→ Ejercicio propuesto:
¿Podrías continuar el artículo de opinión sobre el siglo XX y el comunismo a partir de su última oración?

→ Texto para leer:
Opinión Internacional

El siglo XXI, ¿cómo habrá de ser?

AIPE- El siglo XX fue, ante todo, el siglo del comunismo. La guerra de 1914 liquidó el mundo de la Pax Britannica, el patrón oro, el libre cambio y la universalidad de la economía de mercado. Y, cuando ese primer acto de la tragedia bélica del siglo se cerró, el mundo ya tenía injertada una potencia consagrada al marxismo. Siglo en cierto modo del totalitarismo, ya que a Lenin le salió un imitador germánico que se llamó Adolf Hitler. Pero el ciclo nazi no dura más que una docena de años. La estela de muerte y desolación con que sale de la escena histórica es sobrecogedora, pero el experimento marxista, que dura 70 años, extendido eventualmente a un tercio de la humanidad, con un amplio record de víctimas, es desde todo punto de vista el que marca más intensamente la centuria que acaba de cerrarse.

Del imperio comunista, sin embargo, hoy no quedan sino reductos que, por trágicos que humanamente sean, carecen de significación histórica. Al iniciarse el nuevo siglo lo que resplandece es la lección que nos deja el viejo: todo el marxismo es mentira. Ni sobre la clase de país propenso a la revolución proletaria, ni sobre la eficacia de la economía centralizada, ni sobre el hombre nuevo que una sociedad genuinamente comunitaria habría de crear, ni sobre nada, hay una palabra de verdad que podamos rescatar en la obra del barbado profeta.

→ Datos proporcionados:
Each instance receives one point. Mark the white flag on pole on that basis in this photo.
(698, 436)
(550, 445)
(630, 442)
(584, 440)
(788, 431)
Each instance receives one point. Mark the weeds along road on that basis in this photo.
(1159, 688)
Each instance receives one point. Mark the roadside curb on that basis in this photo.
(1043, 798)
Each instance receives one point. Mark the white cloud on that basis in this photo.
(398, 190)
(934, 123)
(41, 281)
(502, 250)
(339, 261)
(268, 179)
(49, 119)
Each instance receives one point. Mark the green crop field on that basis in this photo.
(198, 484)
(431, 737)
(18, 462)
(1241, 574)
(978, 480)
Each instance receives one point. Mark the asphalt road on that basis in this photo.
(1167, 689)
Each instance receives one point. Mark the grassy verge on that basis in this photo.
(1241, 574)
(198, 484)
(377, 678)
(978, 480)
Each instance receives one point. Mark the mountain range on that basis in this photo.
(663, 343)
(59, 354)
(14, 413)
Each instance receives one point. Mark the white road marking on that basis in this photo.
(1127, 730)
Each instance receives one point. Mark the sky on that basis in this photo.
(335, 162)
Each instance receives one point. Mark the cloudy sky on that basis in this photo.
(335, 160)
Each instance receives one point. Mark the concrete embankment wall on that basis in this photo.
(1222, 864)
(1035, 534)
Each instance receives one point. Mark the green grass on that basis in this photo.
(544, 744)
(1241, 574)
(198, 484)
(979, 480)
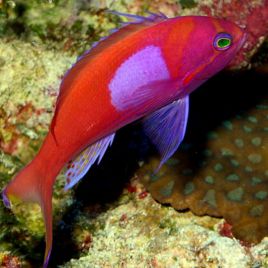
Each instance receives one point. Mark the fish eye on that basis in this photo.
(222, 41)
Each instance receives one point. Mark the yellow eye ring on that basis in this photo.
(222, 41)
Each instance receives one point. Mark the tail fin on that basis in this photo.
(30, 185)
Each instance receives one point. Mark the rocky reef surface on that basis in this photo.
(110, 220)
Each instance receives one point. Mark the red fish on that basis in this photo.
(146, 69)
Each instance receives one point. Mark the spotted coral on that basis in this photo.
(223, 173)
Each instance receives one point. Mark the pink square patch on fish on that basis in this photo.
(142, 68)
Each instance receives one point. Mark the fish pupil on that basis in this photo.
(223, 42)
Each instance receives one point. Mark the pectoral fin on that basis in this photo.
(166, 127)
(79, 166)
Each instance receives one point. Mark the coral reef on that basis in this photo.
(39, 42)
(223, 173)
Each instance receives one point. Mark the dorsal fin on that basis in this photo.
(137, 23)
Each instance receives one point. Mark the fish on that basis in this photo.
(144, 70)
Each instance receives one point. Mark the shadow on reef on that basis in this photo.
(221, 98)
(102, 185)
(221, 168)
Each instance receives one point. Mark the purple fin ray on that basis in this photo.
(166, 127)
(79, 166)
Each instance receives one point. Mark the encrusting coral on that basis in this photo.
(224, 171)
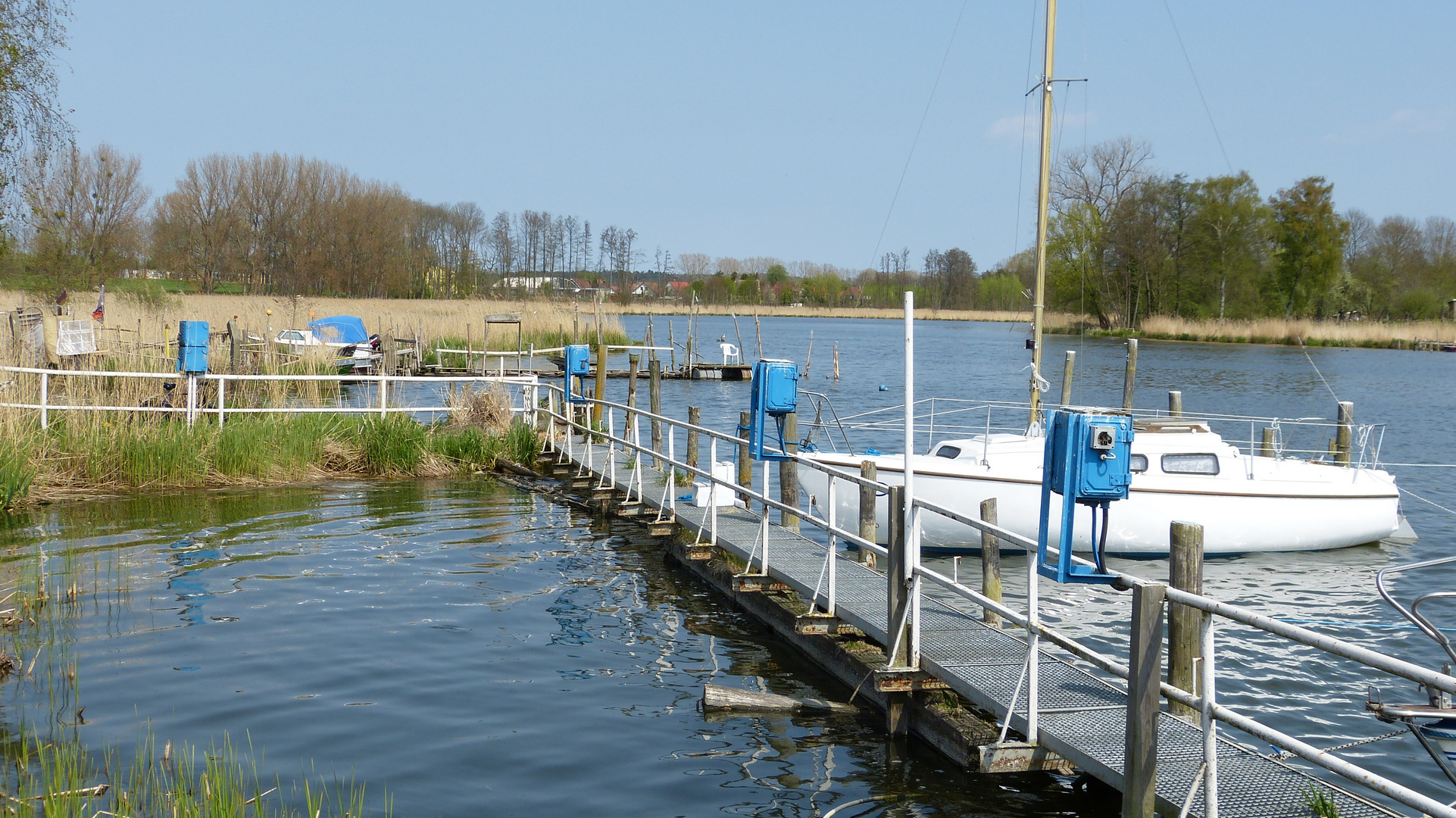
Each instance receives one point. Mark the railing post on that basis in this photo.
(990, 562)
(695, 417)
(1066, 377)
(1211, 726)
(654, 383)
(1130, 374)
(789, 473)
(895, 576)
(745, 464)
(1145, 673)
(1345, 431)
(1184, 623)
(833, 546)
(712, 489)
(867, 510)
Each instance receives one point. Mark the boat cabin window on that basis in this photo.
(1190, 464)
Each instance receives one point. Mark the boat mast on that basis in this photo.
(1043, 195)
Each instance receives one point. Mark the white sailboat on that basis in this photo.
(1181, 469)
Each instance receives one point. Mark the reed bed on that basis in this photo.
(1388, 335)
(429, 319)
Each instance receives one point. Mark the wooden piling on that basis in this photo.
(601, 380)
(867, 510)
(745, 462)
(1066, 377)
(1130, 373)
(695, 415)
(898, 595)
(235, 347)
(1145, 673)
(1184, 623)
(654, 388)
(898, 600)
(789, 472)
(990, 562)
(1344, 434)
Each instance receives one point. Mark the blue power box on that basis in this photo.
(775, 393)
(192, 347)
(578, 366)
(1088, 461)
(1091, 456)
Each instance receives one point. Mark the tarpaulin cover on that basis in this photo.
(339, 329)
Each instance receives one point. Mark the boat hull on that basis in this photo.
(1232, 523)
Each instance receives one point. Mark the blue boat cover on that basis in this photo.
(339, 329)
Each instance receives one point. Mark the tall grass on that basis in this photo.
(1392, 335)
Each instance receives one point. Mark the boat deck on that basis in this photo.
(1083, 712)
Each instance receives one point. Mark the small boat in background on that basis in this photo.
(355, 348)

→ Solución del ejercicio:
No me parece aventurado el pronóstico de que la humanidad se verá libre del azote rojo que la afligió en el siglo XX. Aunque en China una potencia nominalmente comunista subsiste, ya ha renegado de los principios colectivistas, y seguramente el florecimiento pleno e inevitable de la economía de mercado terminará por eliminar los vestigios políticos del régimen. Aunque a veces oye uno afirmar que de experiencias individuales de colectivismo no pueden extraerse conclusiones definitivas, no parece que haya gente dispuesta a matar otros 100 millones de seres humanos por ver si otra variante de la misma cosa podría resultar.

Eso no significa, por supuesto, el fin de la izquierda. Ni del socialismo, un concepto proteico estrechamente afín al de izquierda. Pero no será ya, es preciso pensar, una izquierda de Revoluciones, con R mayúscula, sino una izquierda de crítica a los valores del estado liberal, a la ética burguesa, a las convicciones morales que sirven de cimiento a la economía de mercado, y de aprovechamiento de la democracia que esa economía sustenta para intentar plasmar en leyes y en sentencias judiciales los proyectos que fluyen de su cultura alternativa.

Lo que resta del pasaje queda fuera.